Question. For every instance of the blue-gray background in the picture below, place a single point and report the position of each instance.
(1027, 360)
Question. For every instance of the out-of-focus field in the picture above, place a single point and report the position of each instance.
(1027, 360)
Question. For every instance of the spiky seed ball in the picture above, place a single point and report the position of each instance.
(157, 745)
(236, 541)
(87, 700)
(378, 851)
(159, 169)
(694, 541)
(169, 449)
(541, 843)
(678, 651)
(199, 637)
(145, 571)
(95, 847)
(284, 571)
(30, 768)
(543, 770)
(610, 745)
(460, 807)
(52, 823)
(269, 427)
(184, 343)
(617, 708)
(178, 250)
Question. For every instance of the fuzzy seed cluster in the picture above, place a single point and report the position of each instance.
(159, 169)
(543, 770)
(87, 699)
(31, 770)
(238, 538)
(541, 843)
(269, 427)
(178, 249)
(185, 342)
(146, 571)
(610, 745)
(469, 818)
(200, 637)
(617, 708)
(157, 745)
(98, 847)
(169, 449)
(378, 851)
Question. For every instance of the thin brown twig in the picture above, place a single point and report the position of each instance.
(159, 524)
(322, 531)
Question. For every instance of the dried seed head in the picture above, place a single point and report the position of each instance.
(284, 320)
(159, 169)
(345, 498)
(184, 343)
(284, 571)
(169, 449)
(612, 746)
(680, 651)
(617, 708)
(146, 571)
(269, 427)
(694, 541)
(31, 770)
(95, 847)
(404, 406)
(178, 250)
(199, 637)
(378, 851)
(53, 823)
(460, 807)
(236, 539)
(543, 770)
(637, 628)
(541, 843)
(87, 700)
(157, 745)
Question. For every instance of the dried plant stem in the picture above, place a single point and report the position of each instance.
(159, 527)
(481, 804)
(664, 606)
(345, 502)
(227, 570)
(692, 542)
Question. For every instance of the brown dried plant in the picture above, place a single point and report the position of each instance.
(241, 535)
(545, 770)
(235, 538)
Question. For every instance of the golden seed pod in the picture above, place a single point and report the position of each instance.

_ _ _

Task prompt> Please update everything from the line containing "Question. For every instance of the brown" down to the end of the items, changing "golden seed pod" to "yellow seed pod" and keeping the rest as it is.

Answer to this task>
Question. For every instance of the brown dried plant in the picture above, place a single point and report the position of each instance.
(241, 535)
(545, 770)
(235, 538)
Question. For every instance of the yellow seed pod in the picture above, place a single point and report the position of each instance.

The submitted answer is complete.